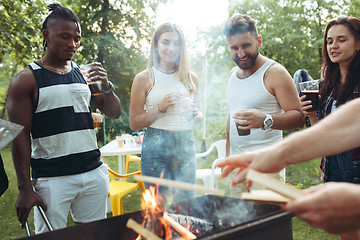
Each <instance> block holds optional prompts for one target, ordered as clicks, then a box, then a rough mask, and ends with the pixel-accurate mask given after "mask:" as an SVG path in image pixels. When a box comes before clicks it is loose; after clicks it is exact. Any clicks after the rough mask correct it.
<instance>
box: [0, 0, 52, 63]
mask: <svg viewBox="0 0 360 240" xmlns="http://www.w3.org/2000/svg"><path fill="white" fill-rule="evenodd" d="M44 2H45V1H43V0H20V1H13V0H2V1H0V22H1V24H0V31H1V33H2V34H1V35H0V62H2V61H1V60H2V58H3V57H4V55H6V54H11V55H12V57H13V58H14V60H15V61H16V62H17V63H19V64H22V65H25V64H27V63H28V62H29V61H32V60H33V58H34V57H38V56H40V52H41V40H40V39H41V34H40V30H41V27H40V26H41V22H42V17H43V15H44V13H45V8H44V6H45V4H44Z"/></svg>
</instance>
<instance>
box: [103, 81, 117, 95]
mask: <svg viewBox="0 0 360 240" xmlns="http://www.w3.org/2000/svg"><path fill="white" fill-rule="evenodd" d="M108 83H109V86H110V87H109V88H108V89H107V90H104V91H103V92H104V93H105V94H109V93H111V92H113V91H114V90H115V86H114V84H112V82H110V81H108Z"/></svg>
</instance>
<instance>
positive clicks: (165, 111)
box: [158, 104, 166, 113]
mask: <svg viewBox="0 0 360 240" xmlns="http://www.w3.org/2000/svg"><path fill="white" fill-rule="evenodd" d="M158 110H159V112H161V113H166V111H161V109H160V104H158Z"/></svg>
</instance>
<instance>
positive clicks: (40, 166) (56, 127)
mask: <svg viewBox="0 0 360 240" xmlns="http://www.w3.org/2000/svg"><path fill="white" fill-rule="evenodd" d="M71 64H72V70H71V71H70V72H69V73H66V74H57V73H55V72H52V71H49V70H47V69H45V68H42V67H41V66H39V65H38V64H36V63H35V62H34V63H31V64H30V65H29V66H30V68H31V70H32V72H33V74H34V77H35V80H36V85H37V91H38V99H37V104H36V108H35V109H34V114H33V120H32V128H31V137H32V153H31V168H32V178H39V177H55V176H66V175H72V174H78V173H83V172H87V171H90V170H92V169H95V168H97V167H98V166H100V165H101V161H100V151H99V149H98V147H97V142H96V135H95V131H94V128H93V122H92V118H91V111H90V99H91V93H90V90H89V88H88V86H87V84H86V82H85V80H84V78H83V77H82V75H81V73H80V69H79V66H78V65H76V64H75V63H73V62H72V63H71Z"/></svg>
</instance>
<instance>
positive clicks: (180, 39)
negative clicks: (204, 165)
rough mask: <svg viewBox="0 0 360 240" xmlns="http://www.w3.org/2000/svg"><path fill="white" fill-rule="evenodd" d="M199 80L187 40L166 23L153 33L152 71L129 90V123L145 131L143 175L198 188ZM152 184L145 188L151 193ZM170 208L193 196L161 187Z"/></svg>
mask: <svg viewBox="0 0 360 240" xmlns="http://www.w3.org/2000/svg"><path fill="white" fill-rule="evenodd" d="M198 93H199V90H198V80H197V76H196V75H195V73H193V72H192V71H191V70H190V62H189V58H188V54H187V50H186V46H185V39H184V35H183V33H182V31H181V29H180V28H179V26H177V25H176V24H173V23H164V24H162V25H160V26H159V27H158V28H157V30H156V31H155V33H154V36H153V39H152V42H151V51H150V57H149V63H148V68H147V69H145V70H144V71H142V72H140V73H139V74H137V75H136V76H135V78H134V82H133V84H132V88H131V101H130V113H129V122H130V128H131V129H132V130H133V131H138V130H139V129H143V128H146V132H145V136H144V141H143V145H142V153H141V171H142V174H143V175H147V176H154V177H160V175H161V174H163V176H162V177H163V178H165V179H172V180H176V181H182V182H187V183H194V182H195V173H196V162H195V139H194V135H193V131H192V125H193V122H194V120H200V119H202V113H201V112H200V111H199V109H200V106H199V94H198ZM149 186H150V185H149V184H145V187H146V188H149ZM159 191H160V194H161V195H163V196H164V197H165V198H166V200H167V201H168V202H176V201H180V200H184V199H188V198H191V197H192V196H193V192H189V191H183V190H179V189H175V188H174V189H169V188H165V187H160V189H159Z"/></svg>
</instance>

###

What is needed is an exact transcription of every entry, minus the pictures.

Result for this exercise
Each <instance> block holds optional prompts for one target, ordered as clicks, then a box, then a rough mask, and ends with the pixel-accurate mask given after "mask:" as an SVG path in image pixels. When a box comes before clicks it is loose; after clicks it is exact. Any clicks after the rough mask correct it.
<instance>
box: [0, 0, 52, 63]
mask: <svg viewBox="0 0 360 240" xmlns="http://www.w3.org/2000/svg"><path fill="white" fill-rule="evenodd" d="M44 2H45V1H43V0H20V1H13V0H2V1H0V22H1V24H0V31H1V33H2V34H1V35H0V62H2V61H1V60H2V58H3V57H4V55H6V54H11V55H12V57H13V58H14V60H15V61H16V62H17V63H19V64H22V65H25V64H27V63H28V62H29V61H32V60H33V58H34V57H38V56H40V52H41V40H40V39H41V34H40V30H41V27H40V26H41V22H42V17H43V15H44V13H45V8H44V6H45V4H44Z"/></svg>
</instance>
<instance>
box: [103, 81, 117, 95]
mask: <svg viewBox="0 0 360 240" xmlns="http://www.w3.org/2000/svg"><path fill="white" fill-rule="evenodd" d="M108 83H109V86H110V87H109V88H108V89H107V90H104V91H103V92H104V93H105V94H109V93H111V92H113V91H114V90H115V86H114V84H112V82H110V81H108Z"/></svg>
</instance>
<instance>
positive clicks: (165, 111)
box: [158, 104, 166, 113]
mask: <svg viewBox="0 0 360 240" xmlns="http://www.w3.org/2000/svg"><path fill="white" fill-rule="evenodd" d="M158 110H159V112H161V113H166V111H161V109H160V104H158Z"/></svg>
</instance>
<instance>
positive clicks: (40, 166) (56, 127)
mask: <svg viewBox="0 0 360 240" xmlns="http://www.w3.org/2000/svg"><path fill="white" fill-rule="evenodd" d="M71 64H72V70H71V71H70V72H69V73H66V74H57V73H55V72H52V71H49V70H47V69H45V68H42V67H41V66H39V65H38V64H36V63H35V62H34V63H31V64H30V65H29V66H30V68H31V70H32V72H33V74H34V77H35V80H36V85H37V91H38V99H37V104H36V108H35V109H34V114H33V120H32V128H31V137H32V153H31V168H32V178H39V177H55V176H66V175H72V174H78V173H83V172H87V171H90V170H92V169H95V168H97V167H98V166H100V165H101V161H100V151H99V149H98V147H97V142H96V135H95V131H94V128H93V122H92V118H91V111H90V99H91V93H90V90H89V88H88V86H87V84H86V82H85V80H84V78H83V77H82V75H81V73H80V69H79V66H78V65H76V64H75V63H73V62H72V63H71Z"/></svg>
</instance>
<instance>
positive clicks: (180, 39)
negative clicks: (204, 165)
rough mask: <svg viewBox="0 0 360 240" xmlns="http://www.w3.org/2000/svg"><path fill="white" fill-rule="evenodd" d="M199 80L187 40L166 23L153 33L152 71L129 90V123L145 131L143 175L198 188ZM152 184L145 188L151 193ZM170 208L193 196L161 187Z"/></svg>
mask: <svg viewBox="0 0 360 240" xmlns="http://www.w3.org/2000/svg"><path fill="white" fill-rule="evenodd" d="M198 93H199V90H198V80H197V76H196V75H195V73H193V72H192V71H191V70H190V62H189V58H188V54H187V50H186V46H185V39H184V35H183V33H182V31H181V29H180V28H179V26H177V25H176V24H173V23H164V24H162V25H160V26H159V27H158V28H157V30H156V31H155V33H154V36H153V39H152V42H151V51H150V57H149V63H148V68H147V69H145V70H144V71H142V72H140V73H139V74H137V75H136V76H135V78H134V82H133V84H132V88H131V101H130V113H129V122H130V128H131V129H132V130H133V131H138V130H139V129H143V128H146V132H145V136H144V141H143V145H142V153H141V171H142V174H143V175H147V176H154V177H160V175H161V174H163V176H162V177H163V178H165V179H172V180H176V181H182V182H187V183H194V182H195V173H196V162H195V139H194V135H193V131H192V125H193V122H194V120H200V119H202V113H201V112H200V111H199V109H200V106H199V94H198ZM149 186H150V185H149V184H145V187H146V188H149ZM159 191H160V194H161V195H163V196H164V197H165V198H166V200H167V201H168V202H176V201H180V200H184V199H188V198H191V197H192V196H193V192H189V191H183V190H179V189H175V188H174V189H169V188H165V187H160V189H159Z"/></svg>
</instance>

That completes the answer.